From the listing below, extract each entry exactly as written, minus the images.

* **Data for this task**:
------------

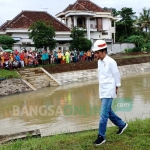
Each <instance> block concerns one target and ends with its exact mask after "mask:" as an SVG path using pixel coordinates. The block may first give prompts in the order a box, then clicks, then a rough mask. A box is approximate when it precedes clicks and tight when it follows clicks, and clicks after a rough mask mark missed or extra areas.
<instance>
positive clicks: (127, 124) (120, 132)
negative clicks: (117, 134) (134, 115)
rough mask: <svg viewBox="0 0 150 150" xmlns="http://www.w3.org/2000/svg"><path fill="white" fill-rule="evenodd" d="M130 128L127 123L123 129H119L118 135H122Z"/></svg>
mask: <svg viewBox="0 0 150 150" xmlns="http://www.w3.org/2000/svg"><path fill="white" fill-rule="evenodd" d="M127 127H128V124H127V123H126V124H125V126H124V127H123V128H119V130H118V132H117V133H116V134H118V135H119V134H122V133H123V131H124V130H125V129H126V128H127Z"/></svg>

------------

* **Response**:
Each <instance> block concerns one target and ends with its exact mask after "mask:" as an SVG path using pixel coordinates. The block may first give prompts in the order a box, then clicks, then a rough mask. A box is approximate when it precedes clicks and tight when it follows clicks, and clicks after a rough mask mark missed or extra areas.
<instance>
positive clicks: (127, 124) (120, 132)
negative clicks: (117, 134) (134, 115)
rough mask: <svg viewBox="0 0 150 150" xmlns="http://www.w3.org/2000/svg"><path fill="white" fill-rule="evenodd" d="M130 128L127 123L123 129H119L118 135H122Z"/></svg>
mask: <svg viewBox="0 0 150 150" xmlns="http://www.w3.org/2000/svg"><path fill="white" fill-rule="evenodd" d="M127 127H128V124H127V123H126V124H125V126H124V127H123V128H119V130H118V132H117V133H116V134H118V135H119V134H122V133H123V131H124V130H125V129H126V128H127Z"/></svg>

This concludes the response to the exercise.